§ Records of labeled points

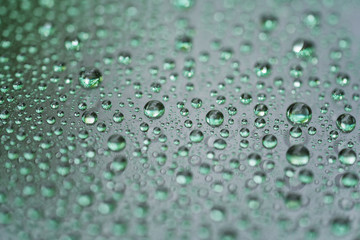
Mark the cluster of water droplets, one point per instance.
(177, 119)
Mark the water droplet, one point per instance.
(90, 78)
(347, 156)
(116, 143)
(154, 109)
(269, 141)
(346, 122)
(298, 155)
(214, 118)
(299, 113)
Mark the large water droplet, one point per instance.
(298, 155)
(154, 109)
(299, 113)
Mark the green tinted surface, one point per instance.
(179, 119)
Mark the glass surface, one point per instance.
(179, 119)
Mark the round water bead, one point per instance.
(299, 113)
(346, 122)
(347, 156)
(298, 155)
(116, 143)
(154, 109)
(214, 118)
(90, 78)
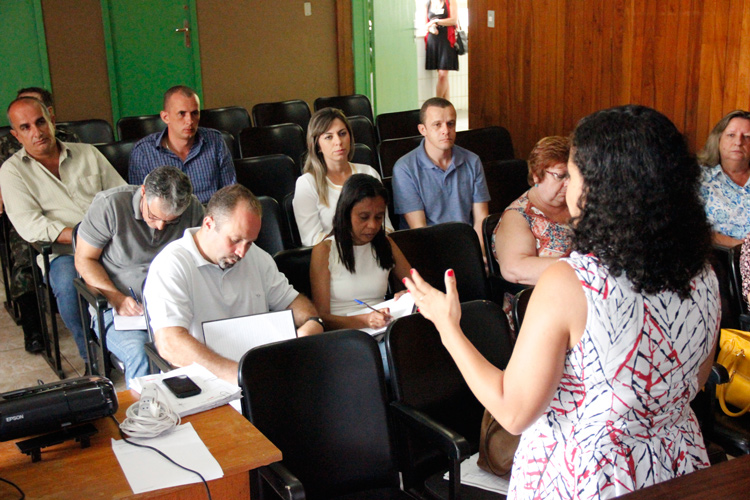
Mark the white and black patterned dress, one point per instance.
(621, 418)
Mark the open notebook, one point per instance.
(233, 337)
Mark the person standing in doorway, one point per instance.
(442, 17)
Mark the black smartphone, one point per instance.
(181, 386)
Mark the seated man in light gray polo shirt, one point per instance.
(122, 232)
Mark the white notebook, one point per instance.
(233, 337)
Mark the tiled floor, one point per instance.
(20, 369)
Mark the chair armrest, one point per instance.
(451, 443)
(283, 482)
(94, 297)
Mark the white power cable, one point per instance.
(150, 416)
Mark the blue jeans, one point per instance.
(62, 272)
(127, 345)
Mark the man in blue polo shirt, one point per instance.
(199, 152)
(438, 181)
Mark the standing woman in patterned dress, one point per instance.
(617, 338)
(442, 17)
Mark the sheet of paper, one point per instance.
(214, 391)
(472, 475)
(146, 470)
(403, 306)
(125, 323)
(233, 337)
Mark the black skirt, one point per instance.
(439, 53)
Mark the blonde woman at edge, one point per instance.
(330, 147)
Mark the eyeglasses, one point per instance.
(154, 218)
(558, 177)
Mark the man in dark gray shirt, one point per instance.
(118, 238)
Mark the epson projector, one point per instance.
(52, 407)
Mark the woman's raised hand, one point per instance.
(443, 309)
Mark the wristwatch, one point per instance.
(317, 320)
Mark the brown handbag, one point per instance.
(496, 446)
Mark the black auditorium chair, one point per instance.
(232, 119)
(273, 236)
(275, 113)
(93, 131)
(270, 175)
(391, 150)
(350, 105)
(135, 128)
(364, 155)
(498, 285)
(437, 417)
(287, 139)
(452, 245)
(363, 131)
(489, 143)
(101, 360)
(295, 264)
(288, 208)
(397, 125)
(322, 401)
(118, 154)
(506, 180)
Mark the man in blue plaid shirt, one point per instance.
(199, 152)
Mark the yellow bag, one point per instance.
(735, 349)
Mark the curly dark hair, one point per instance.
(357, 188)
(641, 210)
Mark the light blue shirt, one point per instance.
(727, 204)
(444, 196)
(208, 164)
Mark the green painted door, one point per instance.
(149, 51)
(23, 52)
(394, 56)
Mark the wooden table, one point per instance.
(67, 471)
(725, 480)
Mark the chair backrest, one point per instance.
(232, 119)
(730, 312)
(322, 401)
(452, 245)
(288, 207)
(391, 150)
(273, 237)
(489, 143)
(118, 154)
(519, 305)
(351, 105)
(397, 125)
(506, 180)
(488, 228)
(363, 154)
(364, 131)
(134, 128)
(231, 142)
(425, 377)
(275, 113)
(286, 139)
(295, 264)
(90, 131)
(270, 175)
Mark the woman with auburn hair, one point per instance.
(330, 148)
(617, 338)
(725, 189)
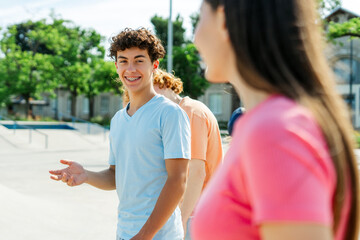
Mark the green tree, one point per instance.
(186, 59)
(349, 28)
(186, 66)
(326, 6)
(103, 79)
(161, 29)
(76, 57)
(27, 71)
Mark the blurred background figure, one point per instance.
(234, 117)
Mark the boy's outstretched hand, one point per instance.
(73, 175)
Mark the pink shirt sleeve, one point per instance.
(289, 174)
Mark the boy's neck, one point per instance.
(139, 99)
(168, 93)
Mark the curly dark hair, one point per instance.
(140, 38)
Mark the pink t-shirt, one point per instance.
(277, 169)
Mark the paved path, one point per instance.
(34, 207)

§ Goal
Copy the whole listing above word for word but do not carry over the pictures.

§ Final answer
Mark the cluster of water droplets, one point per instance.
(177, 119)
Mark the water droplet, one point per instance.
(90, 78)
(347, 156)
(116, 143)
(154, 109)
(269, 141)
(346, 122)
(298, 155)
(214, 118)
(299, 113)
Mark the large water droplet, one point per instance.
(298, 155)
(154, 109)
(299, 113)
Mark the green tinted surface, one point per instance.
(179, 119)
Mark the glass surface, one point per instance.
(179, 119)
Mark the round water bead, one point per instance.
(299, 113)
(346, 122)
(347, 156)
(298, 155)
(116, 143)
(154, 109)
(214, 118)
(90, 78)
Mark the white and black patterned dress, one point per instance.
(621, 418)
Mark the open notebook, one point per instance.
(233, 337)
Mark the person standing in doorway, one point per instance.
(442, 17)
Mark the black smartphone, one point per instance.
(181, 386)
Mark the seated man in light gray polo shirt, one point per instance.
(122, 232)
Mark the white notebook, one point per instance.
(233, 337)
Mark the tiled floor, one point per instance.
(20, 369)
Mark the chair armrest, one point per instance.
(451, 443)
(283, 482)
(94, 297)
Mark the white power cable, one point per instance.
(150, 416)
Mark the blue jeans, one point per instance.
(62, 272)
(127, 345)
Mark the man in blue polo shirt, one point per instance.
(199, 152)
(438, 181)
Mark the standing woman in patterned dress, one point per instance.
(617, 338)
(442, 17)
Mark the sheet of paper, one point per instance.
(214, 391)
(472, 475)
(146, 470)
(403, 306)
(125, 323)
(233, 337)
Mark the black skirt, one point per instance.
(439, 53)
Mark the blonde woman at edge, one point per instance.
(330, 147)
Mark the eyeglasses, one point per instance.
(154, 218)
(558, 177)
Mark the man in dark gray shirt, one point per instance.
(118, 238)
Mark the epson projector, one point per instance.
(52, 407)
Mark the woman's raised hand, one point per instance.
(443, 309)
Mark the wristwatch, one point per instance.
(317, 320)
Mark the brown handbag, one point per instance.
(496, 446)
Mark the black auditorium chair, one point per instance.
(232, 119)
(273, 236)
(275, 113)
(93, 131)
(270, 175)
(391, 150)
(350, 105)
(135, 128)
(364, 155)
(498, 285)
(437, 417)
(287, 139)
(452, 245)
(363, 131)
(489, 143)
(101, 360)
(295, 264)
(288, 208)
(397, 125)
(322, 401)
(118, 154)
(506, 180)
Mark the man in blue plaid shirt, one point per instance.
(199, 152)
Mark the yellow bag, one point per instance.
(735, 349)
Mark the curly dark hair, one point per instance.
(357, 188)
(641, 210)
Mark the light blue shirt, one point per instance.
(727, 204)
(444, 196)
(208, 164)
Mark the green painted door, one point per instance.
(149, 51)
(23, 52)
(394, 56)
Mark the wooden table, one point per instance.
(67, 471)
(725, 480)
Mark the chair backrest, one point per instance.
(232, 119)
(730, 312)
(322, 401)
(452, 245)
(288, 207)
(391, 150)
(273, 237)
(489, 143)
(118, 154)
(519, 305)
(351, 105)
(397, 125)
(506, 180)
(488, 228)
(363, 154)
(364, 131)
(134, 128)
(231, 142)
(425, 377)
(275, 113)
(286, 139)
(295, 264)
(90, 131)
(270, 175)
Mark the woman with auburn hair, one point per instance.
(330, 148)
(617, 338)
(725, 189)
Mark the green tree, one point per instance.
(186, 59)
(349, 28)
(186, 66)
(326, 6)
(103, 79)
(161, 29)
(76, 57)
(27, 71)
Mark the blurred background figure, one point per instance.
(234, 117)
Mark the boy's outstretched hand, one point per instance.
(73, 175)
Mark the pink shirt sleeve, one point per instance.
(289, 174)
Mark the boy's neck, one point per instance.
(139, 99)
(168, 93)
Mark the curly dark hair, one point per instance.
(140, 38)
Mark the pink t-shirt, one point per instance.
(277, 169)
Mark the paved path, one point per instance.
(34, 207)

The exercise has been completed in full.